Dataset records about object locations
^^^^
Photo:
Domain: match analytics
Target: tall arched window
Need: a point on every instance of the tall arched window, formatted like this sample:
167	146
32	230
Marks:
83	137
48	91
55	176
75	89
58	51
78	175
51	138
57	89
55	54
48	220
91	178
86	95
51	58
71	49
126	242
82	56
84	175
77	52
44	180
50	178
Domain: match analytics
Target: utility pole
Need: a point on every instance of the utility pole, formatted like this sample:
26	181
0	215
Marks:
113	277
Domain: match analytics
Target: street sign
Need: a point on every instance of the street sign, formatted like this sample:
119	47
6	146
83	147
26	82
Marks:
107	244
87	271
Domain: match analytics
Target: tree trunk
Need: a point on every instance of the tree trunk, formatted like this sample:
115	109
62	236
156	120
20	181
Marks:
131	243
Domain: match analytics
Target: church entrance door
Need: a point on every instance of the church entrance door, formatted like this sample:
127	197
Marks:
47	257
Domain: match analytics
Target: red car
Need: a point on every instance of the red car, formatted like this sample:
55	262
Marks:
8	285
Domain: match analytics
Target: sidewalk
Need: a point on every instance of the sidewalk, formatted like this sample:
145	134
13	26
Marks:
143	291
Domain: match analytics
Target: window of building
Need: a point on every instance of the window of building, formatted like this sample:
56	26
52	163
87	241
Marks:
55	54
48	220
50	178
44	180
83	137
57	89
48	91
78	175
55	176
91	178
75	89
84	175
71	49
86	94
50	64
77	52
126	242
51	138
^^^^
The full set of records should be duplicated exactly.

EXERCISE ANSWER:
Photo:
Domain: match analytics
Target: tall arched window
Need: a point on every instance of the tall arched window, formatted like this sample:
167	146
32	230
Marks:
83	137
48	91
55	176
75	89
58	51
78	175
51	138
57	89
55	54
48	220
91	178
86	95
51	58
71	49
126	242
82	56
84	175
77	52
44	180
50	178
Domain: match analytics
Target: utility pole
Need: a point on every instance of the utility pole, formatted like this sample:
26	181
0	215
Marks:
113	277
Domain: match analytics
Target: street sign
Need: a point on every instance of the street sign, formatted like this sample:
119	47
6	146
83	147
26	82
Marks:
107	244
87	271
Domain: match analytics
Target: tree trunk
Need: a point on every instance of the tree trunk, formatted like this sample:
115	109
62	236
156	120
20	181
Marks:
131	243
Domain: match analytics
Target: church entrance door
Need: a point on every instance of the church entrance door, formatted like this sample:
127	197
Marks:
47	257
Domain: match analytics
Target: red car
Need: a point on every instance of the red car, formatted like this sample:
55	262
Marks:
8	285
Domain: match analytics
Target: sidewalk
Need: a point on every instance of the sidewalk, formatted like this sample:
145	134
13	26
Marks:
143	291
Domain: match analytics
Target: window of building
Need: a point on every instance of the window of building, formatted like this sample:
56	26
52	163
87	241
Marks:
55	54
48	220
50	178
44	180
83	137
57	89
48	91
78	175
55	176
91	178
75	89
84	175
71	49
86	94
50	64
77	52
126	242
51	138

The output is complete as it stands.